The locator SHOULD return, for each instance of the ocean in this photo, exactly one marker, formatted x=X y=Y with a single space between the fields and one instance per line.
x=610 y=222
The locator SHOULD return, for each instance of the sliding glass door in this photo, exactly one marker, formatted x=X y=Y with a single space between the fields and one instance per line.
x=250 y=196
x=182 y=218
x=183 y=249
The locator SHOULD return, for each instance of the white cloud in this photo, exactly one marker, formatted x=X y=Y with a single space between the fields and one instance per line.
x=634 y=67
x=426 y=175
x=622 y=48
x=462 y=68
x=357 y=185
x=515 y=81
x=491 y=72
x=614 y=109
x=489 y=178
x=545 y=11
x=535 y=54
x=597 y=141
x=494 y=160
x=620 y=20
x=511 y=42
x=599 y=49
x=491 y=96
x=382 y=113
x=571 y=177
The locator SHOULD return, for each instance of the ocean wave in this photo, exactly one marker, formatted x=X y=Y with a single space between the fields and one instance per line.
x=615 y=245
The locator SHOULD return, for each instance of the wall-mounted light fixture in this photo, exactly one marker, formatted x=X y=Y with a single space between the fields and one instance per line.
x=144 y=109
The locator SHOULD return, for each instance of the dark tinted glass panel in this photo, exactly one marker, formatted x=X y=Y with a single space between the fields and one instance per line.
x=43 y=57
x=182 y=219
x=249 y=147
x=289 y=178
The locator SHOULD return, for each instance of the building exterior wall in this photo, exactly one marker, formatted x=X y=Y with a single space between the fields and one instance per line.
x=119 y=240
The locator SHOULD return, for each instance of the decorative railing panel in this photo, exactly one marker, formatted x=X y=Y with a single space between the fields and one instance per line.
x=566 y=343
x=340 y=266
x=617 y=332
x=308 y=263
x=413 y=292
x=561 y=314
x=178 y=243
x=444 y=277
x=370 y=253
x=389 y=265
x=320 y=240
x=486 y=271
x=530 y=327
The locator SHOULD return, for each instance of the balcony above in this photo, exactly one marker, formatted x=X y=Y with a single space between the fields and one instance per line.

▶ _ACTIVITY_:
The lines wanted are those from the one containing "The locator SHOULD return, for each instance of the decorative" through the last line of the listing above. Repeat them exactly.

▶ _ANSWER TO THIS EXERCISE_:
The locator SHOULD return, for each instance of the decorative railing panel in this photo, exactly one marker, formatted x=X y=Y with a single space between the fields and one instance per line.
x=566 y=343
x=340 y=266
x=617 y=332
x=308 y=263
x=413 y=292
x=561 y=314
x=178 y=243
x=444 y=277
x=370 y=253
x=389 y=265
x=320 y=240
x=486 y=271
x=530 y=327
The locator SHOULD return, for each instance of the balcony above in this photo, exactly one marker, formatted x=X y=Y with a single space between the fields and one instance per line.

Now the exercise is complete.